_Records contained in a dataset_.
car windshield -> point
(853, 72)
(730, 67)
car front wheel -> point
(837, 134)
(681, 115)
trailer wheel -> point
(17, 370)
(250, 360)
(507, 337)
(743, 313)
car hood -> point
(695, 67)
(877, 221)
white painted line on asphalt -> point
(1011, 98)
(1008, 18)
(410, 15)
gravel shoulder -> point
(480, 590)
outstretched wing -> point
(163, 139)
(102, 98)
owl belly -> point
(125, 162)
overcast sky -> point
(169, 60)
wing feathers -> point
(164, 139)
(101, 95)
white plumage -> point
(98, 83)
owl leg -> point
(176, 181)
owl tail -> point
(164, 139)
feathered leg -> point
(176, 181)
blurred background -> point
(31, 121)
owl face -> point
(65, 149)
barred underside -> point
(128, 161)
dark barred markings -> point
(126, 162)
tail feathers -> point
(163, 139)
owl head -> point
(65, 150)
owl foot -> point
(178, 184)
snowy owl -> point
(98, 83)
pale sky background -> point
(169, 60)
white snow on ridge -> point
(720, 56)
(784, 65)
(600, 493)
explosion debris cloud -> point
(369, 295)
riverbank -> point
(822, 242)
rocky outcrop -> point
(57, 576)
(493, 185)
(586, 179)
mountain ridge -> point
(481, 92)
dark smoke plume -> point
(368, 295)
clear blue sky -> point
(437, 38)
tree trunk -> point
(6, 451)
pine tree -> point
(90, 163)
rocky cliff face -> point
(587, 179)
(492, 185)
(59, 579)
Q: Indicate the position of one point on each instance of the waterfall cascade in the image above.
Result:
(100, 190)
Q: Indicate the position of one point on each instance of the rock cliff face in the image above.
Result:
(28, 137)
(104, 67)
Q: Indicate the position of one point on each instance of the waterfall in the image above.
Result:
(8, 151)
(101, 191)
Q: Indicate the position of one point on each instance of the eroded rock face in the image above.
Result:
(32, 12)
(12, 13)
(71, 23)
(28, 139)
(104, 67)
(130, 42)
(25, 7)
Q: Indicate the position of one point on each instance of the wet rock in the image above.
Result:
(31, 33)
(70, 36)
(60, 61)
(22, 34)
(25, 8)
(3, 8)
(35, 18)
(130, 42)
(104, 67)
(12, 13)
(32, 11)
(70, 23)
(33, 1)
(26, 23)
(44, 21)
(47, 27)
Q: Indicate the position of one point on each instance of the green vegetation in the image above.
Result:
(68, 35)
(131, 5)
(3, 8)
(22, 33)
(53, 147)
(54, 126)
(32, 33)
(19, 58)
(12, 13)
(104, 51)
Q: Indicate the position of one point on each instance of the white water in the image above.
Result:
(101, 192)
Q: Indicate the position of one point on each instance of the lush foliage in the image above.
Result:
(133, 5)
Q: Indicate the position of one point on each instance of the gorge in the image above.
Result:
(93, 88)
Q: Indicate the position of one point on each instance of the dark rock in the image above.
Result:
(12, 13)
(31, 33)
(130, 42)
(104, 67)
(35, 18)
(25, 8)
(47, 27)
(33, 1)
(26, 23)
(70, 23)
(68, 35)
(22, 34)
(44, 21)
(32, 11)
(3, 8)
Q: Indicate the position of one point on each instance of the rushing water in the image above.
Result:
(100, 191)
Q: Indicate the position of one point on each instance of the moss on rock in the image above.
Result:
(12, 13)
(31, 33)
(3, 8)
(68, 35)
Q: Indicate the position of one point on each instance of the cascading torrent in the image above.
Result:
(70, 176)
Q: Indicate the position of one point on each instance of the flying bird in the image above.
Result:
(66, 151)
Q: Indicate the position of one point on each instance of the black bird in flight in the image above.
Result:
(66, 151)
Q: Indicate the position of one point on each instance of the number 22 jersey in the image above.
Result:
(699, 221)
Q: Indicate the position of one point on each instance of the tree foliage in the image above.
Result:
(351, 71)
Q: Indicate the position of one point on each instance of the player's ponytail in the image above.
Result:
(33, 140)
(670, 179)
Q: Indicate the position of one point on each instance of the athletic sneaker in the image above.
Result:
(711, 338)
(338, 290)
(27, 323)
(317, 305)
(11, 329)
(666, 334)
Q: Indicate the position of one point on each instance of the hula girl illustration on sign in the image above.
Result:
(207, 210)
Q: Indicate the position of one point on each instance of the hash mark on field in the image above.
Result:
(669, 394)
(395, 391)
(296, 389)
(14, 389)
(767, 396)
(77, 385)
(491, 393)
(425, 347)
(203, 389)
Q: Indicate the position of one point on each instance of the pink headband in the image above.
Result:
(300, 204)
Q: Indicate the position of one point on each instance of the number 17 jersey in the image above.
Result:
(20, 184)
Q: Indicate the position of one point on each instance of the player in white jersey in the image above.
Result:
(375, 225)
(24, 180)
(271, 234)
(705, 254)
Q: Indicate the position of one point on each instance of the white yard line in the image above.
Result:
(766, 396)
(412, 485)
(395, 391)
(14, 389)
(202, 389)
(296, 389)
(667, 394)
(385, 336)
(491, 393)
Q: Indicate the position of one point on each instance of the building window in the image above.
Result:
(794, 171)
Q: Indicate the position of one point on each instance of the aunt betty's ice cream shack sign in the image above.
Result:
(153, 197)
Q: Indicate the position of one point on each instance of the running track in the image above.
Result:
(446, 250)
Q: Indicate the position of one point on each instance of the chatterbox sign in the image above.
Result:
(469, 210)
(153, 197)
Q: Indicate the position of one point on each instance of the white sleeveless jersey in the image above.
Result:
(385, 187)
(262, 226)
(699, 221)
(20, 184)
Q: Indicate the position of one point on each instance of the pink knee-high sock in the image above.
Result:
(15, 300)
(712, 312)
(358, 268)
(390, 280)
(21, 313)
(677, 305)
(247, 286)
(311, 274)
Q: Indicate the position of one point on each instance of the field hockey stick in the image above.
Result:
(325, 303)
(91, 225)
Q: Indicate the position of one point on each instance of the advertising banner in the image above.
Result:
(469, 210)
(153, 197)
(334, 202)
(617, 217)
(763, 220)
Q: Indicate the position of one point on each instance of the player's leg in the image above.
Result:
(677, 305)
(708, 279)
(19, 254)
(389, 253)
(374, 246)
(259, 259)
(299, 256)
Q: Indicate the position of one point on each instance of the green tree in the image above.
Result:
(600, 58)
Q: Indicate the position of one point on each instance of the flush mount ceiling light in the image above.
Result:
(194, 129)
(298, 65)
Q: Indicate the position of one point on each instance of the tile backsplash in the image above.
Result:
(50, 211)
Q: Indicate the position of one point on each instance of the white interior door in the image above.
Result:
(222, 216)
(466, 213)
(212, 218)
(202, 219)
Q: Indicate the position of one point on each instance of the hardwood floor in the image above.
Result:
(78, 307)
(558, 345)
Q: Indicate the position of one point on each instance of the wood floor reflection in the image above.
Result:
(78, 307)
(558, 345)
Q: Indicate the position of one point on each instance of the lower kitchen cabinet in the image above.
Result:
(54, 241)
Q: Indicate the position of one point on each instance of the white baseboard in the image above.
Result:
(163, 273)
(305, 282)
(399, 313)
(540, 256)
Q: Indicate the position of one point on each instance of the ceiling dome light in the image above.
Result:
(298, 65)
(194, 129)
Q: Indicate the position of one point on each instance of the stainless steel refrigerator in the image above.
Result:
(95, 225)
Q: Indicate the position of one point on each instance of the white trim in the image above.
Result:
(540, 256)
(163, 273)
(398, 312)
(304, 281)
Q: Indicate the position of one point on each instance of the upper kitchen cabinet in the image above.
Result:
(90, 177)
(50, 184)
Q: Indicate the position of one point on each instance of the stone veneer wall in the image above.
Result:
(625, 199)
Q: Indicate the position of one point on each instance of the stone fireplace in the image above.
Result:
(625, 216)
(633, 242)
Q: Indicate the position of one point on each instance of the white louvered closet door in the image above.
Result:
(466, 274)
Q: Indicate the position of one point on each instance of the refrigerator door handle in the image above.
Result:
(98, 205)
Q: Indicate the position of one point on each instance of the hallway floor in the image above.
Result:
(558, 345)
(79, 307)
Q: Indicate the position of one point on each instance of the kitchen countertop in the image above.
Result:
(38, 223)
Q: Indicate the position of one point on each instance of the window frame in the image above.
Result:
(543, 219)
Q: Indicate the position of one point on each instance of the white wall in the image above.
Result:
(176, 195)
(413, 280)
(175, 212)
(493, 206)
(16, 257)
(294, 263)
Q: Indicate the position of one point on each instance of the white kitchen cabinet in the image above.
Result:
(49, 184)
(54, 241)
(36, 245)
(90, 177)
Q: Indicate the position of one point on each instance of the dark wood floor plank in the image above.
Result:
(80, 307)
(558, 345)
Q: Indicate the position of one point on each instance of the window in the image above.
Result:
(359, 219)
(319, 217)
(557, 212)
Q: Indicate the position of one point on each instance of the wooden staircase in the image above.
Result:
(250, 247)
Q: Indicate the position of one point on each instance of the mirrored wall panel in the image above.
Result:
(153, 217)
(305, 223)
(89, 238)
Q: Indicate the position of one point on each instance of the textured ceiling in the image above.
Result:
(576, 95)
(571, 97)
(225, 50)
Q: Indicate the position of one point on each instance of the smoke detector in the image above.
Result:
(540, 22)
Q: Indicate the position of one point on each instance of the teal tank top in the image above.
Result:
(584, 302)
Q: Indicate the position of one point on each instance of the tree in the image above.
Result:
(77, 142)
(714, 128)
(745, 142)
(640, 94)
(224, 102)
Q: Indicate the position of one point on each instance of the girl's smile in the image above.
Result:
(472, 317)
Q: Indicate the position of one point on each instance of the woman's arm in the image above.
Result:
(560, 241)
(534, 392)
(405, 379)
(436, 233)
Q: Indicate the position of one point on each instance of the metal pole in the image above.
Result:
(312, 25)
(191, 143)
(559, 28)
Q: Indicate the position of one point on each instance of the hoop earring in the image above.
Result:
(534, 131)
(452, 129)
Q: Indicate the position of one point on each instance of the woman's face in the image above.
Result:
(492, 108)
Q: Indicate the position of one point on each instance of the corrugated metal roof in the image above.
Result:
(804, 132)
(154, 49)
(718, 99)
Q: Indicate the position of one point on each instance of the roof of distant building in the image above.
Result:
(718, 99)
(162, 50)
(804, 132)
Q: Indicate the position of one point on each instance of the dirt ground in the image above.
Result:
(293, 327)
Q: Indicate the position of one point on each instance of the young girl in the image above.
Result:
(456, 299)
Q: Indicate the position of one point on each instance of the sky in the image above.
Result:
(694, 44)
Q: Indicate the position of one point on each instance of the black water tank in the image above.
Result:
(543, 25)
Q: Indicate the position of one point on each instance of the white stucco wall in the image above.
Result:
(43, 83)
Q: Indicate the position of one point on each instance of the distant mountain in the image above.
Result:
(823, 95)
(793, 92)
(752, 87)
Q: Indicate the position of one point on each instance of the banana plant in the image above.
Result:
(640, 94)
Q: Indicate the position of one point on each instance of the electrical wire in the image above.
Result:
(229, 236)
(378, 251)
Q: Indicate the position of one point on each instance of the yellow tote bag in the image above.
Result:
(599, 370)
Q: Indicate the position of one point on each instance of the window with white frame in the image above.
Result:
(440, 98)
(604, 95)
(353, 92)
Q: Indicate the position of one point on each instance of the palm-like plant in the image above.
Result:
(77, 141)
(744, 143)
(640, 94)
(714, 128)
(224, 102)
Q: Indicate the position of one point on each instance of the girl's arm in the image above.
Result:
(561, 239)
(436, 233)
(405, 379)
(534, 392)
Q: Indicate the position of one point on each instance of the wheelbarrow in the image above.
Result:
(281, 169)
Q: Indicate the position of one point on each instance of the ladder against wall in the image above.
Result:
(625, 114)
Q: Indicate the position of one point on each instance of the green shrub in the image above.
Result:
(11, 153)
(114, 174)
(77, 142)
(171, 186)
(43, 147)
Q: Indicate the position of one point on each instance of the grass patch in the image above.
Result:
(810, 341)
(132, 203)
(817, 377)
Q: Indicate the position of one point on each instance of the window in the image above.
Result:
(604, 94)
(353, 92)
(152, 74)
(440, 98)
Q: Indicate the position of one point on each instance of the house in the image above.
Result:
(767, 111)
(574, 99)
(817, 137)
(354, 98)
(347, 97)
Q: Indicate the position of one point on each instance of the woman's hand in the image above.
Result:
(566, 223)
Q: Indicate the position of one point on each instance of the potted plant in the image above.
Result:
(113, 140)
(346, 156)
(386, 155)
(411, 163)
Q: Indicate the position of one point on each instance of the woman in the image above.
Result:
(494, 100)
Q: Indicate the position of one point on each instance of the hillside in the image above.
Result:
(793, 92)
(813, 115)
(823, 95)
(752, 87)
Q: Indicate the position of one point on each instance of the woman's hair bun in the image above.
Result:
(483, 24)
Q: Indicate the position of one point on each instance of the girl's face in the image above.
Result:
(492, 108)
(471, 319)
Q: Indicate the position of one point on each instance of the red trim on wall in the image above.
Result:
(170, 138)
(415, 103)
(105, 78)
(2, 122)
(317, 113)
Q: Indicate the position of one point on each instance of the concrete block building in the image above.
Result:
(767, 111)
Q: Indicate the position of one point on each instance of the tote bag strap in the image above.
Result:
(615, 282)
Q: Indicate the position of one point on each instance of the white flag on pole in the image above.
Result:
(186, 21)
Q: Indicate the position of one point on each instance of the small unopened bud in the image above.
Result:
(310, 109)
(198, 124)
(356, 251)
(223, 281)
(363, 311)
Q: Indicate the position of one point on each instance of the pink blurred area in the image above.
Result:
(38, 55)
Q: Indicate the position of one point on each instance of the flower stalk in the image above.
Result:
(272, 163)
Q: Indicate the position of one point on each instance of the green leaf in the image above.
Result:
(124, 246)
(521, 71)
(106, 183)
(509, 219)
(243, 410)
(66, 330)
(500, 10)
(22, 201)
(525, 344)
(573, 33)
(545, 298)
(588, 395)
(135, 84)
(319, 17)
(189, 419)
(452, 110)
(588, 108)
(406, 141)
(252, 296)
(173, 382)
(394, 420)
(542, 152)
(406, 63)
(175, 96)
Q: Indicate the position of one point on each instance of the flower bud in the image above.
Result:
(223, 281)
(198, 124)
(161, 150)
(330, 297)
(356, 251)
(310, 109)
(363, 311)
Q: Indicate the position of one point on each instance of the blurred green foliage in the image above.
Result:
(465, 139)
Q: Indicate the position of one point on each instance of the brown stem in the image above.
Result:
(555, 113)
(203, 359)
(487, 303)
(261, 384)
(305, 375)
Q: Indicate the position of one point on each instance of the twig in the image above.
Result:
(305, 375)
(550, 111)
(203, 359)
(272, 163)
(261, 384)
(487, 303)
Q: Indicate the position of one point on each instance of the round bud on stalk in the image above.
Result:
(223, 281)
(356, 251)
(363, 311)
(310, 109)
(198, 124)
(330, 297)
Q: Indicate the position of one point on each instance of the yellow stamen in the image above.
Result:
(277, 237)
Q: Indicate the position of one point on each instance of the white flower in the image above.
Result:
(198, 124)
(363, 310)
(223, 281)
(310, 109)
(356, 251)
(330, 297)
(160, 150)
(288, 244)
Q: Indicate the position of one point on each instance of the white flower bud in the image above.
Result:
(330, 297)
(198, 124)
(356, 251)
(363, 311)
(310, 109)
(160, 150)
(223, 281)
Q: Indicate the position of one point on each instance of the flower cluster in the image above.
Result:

_WHAT YOU HAVE TO DO_. Give again only the lines of the material above that run from the one with "the flower bud in the image above." through the end, both included, exactly as they appear.

_SOLUTION TO THIS PROBLEM_.
Q: Indicate the position of one point on each instance of the flower bud in the image above.
Result:
(223, 281)
(198, 124)
(161, 150)
(330, 297)
(356, 251)
(310, 109)
(363, 311)
Q: Indicate the position of one point on each instance of the blurred green foliage in the image above.
Result:
(465, 139)
Q: Indicate the position of one point on each instance of the brown stem in the image above.
Result:
(555, 113)
(203, 359)
(487, 303)
(261, 384)
(305, 375)
Q: Indicate the position of one point on each instance of the twig in the image above.
Result:
(305, 375)
(550, 111)
(203, 359)
(272, 163)
(261, 384)
(487, 303)
Q: Indicate the position of one point on each instance of the round bud on stalk in the image above.
Result:
(223, 281)
(356, 251)
(363, 311)
(310, 109)
(198, 124)
(330, 297)
Q: Indicate the position of one point on each instance of the yellow stamen in the image above.
Result:
(277, 237)
Q: Indicate the position of one point on each instance of the white flower in the image above.
Result:
(198, 124)
(363, 310)
(223, 281)
(310, 109)
(356, 251)
(330, 297)
(160, 150)
(288, 244)
Q: Indicate the position of one point on each instance of the white flower bud in the image above.
Result:
(330, 297)
(198, 124)
(356, 251)
(363, 311)
(310, 109)
(160, 150)
(223, 281)
Q: Indicate the position of one point on each instance of the flower cluster in the image above.
Result:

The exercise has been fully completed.